▼

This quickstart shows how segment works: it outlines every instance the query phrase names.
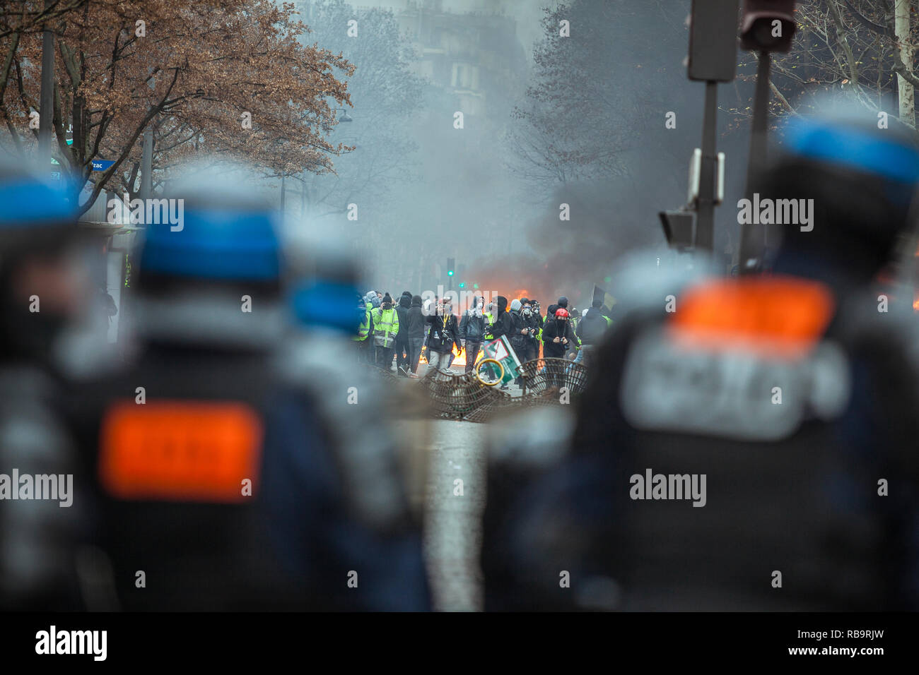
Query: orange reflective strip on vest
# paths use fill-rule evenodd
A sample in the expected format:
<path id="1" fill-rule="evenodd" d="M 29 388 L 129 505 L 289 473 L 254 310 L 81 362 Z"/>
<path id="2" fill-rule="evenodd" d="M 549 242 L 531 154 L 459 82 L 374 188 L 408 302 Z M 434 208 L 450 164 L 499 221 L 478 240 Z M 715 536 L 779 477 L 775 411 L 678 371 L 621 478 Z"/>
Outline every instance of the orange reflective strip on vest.
<path id="1" fill-rule="evenodd" d="M 709 281 L 688 288 L 676 303 L 668 326 L 678 342 L 784 356 L 812 348 L 835 309 L 826 286 L 788 276 Z"/>
<path id="2" fill-rule="evenodd" d="M 99 437 L 99 478 L 125 500 L 237 502 L 255 494 L 262 423 L 239 402 L 119 402 Z M 247 490 L 248 491 L 248 490 Z"/>

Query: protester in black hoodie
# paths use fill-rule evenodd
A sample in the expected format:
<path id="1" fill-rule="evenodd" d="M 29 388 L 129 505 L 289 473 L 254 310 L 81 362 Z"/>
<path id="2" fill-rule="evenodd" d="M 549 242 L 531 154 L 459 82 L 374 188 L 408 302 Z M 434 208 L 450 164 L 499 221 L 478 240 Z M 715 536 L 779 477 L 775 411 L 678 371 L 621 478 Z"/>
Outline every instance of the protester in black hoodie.
<path id="1" fill-rule="evenodd" d="M 457 325 L 457 318 L 453 314 L 449 299 L 441 300 L 437 304 L 437 313 L 425 317 L 425 320 L 431 324 L 427 334 L 428 372 L 431 368 L 447 370 L 449 367 L 453 345 L 457 345 L 458 352 L 462 351 L 460 326 Z"/>
<path id="2" fill-rule="evenodd" d="M 485 298 L 472 298 L 472 306 L 463 312 L 460 321 L 460 339 L 466 348 L 466 373 L 472 372 L 475 359 L 479 355 L 479 348 L 485 337 Z"/>
<path id="3" fill-rule="evenodd" d="M 405 315 L 407 317 L 405 337 L 409 347 L 408 366 L 414 375 L 418 372 L 418 359 L 421 358 L 421 350 L 425 348 L 425 312 L 421 309 L 421 296 L 412 296 L 412 306 Z"/>
<path id="4" fill-rule="evenodd" d="M 573 342 L 568 310 L 560 307 L 555 310 L 555 319 L 547 317 L 546 325 L 542 327 L 542 353 L 546 358 L 562 358 Z"/>
<path id="5" fill-rule="evenodd" d="M 498 296 L 498 314 L 494 317 L 494 325 L 492 327 L 492 335 L 495 338 L 499 338 L 502 335 L 507 335 L 510 338 L 510 332 L 513 329 L 513 324 L 511 322 L 511 316 L 507 313 L 507 298 L 504 296 Z"/>
<path id="6" fill-rule="evenodd" d="M 407 293 L 408 291 L 405 291 Z M 412 296 L 402 294 L 396 314 L 399 315 L 399 332 L 396 333 L 396 367 L 398 373 L 408 377 L 408 360 L 411 350 L 408 346 L 408 310 L 412 307 Z"/>

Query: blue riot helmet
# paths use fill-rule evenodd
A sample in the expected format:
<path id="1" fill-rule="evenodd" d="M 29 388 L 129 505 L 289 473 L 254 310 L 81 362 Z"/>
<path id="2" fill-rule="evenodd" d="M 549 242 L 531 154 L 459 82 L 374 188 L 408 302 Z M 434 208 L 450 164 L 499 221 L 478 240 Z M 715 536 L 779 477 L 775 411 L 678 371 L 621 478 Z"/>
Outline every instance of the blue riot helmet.
<path id="1" fill-rule="evenodd" d="M 914 132 L 880 129 L 876 122 L 834 117 L 789 123 L 778 159 L 754 178 L 754 200 L 738 205 L 777 223 L 775 272 L 860 286 L 894 257 L 914 224 L 919 147 Z"/>
<path id="2" fill-rule="evenodd" d="M 353 335 L 364 319 L 355 311 L 357 266 L 343 241 L 311 235 L 294 223 L 285 237 L 287 302 L 298 328 Z M 363 304 L 363 303 L 361 303 Z"/>
<path id="3" fill-rule="evenodd" d="M 243 171 L 199 172 L 151 200 L 137 284 L 142 338 L 267 347 L 280 337 L 278 219 L 249 184 Z"/>
<path id="4" fill-rule="evenodd" d="M 0 352 L 50 364 L 61 332 L 88 296 L 77 191 L 30 167 L 0 163 Z"/>
<path id="5" fill-rule="evenodd" d="M 0 251 L 47 247 L 76 233 L 76 193 L 30 167 L 0 163 Z"/>

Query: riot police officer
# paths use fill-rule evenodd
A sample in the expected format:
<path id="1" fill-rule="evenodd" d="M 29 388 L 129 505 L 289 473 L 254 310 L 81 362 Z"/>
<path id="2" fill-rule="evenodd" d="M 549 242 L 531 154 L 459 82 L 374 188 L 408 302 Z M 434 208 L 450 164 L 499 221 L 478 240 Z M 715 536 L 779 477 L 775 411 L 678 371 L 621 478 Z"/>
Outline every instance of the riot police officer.
<path id="1" fill-rule="evenodd" d="M 73 610 L 84 503 L 67 336 L 88 311 L 75 196 L 0 165 L 0 608 Z"/>
<path id="2" fill-rule="evenodd" d="M 623 269 L 570 443 L 496 453 L 486 603 L 915 609 L 916 340 L 869 290 L 917 183 L 910 138 L 798 120 L 756 184 L 810 209 L 772 274 Z"/>

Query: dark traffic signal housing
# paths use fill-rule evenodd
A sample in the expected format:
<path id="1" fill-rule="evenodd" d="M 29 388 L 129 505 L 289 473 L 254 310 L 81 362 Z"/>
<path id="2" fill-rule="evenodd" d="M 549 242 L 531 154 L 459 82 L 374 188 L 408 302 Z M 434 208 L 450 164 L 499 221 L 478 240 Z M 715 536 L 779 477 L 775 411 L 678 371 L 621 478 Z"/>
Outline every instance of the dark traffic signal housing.
<path id="1" fill-rule="evenodd" d="M 788 51 L 797 24 L 795 0 L 743 0 L 741 46 L 751 51 Z"/>
<path id="2" fill-rule="evenodd" d="M 688 251 L 694 247 L 696 236 L 696 212 L 684 209 L 661 211 L 661 225 L 664 226 L 664 236 L 667 244 L 677 251 Z"/>

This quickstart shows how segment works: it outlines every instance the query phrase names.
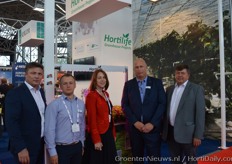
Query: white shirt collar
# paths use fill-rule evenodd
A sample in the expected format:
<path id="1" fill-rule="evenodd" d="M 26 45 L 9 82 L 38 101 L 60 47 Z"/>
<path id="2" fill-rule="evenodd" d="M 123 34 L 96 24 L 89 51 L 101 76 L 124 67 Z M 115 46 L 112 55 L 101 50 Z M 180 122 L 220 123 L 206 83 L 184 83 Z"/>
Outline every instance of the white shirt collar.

▲

> **Aim of the exercise**: Everything from the line that contains "Query: dark traffic signal housing" to the final line of the data is to be duplicated exactly, both ends included, except the pictures.

> **Solution to this exercise**:
Query: dark traffic signal housing
# paths use fill-rule evenodd
A sample in the expected format:
<path id="1" fill-rule="evenodd" d="M 29 388 L 129 505 L 289 473 L 254 310 L 81 362 Z"/>
<path id="2" fill-rule="evenodd" d="M 549 242 L 531 154 L 459 82 L 374 188 L 408 302 Z M 434 208 L 450 164 L 499 221 L 478 240 Z M 715 536 L 779 477 L 775 411 L 678 371 L 621 478 Z"/>
Outline every instance of the dark traffic signal housing.
<path id="1" fill-rule="evenodd" d="M 788 51 L 797 24 L 795 0 L 743 0 L 741 46 L 751 51 Z"/>
<path id="2" fill-rule="evenodd" d="M 688 251 L 694 247 L 696 236 L 696 212 L 684 209 L 661 211 L 661 225 L 664 226 L 664 236 L 667 244 L 677 251 Z"/>

This quickstart shows how segment works: it outlines every instance the query phrase names.
Query: white shirt collar
# paths use fill-rule evenodd
A sample in the expected format:
<path id="1" fill-rule="evenodd" d="M 26 45 L 9 82 L 38 101 L 60 47 Z"/>
<path id="2" fill-rule="evenodd" d="M 123 34 L 96 24 L 89 51 L 101 76 L 124 67 Z M 115 46 L 112 55 L 101 50 Z M 180 122 L 220 123 L 206 83 L 184 83 Z"/>
Outline every instance of the white shirt collar.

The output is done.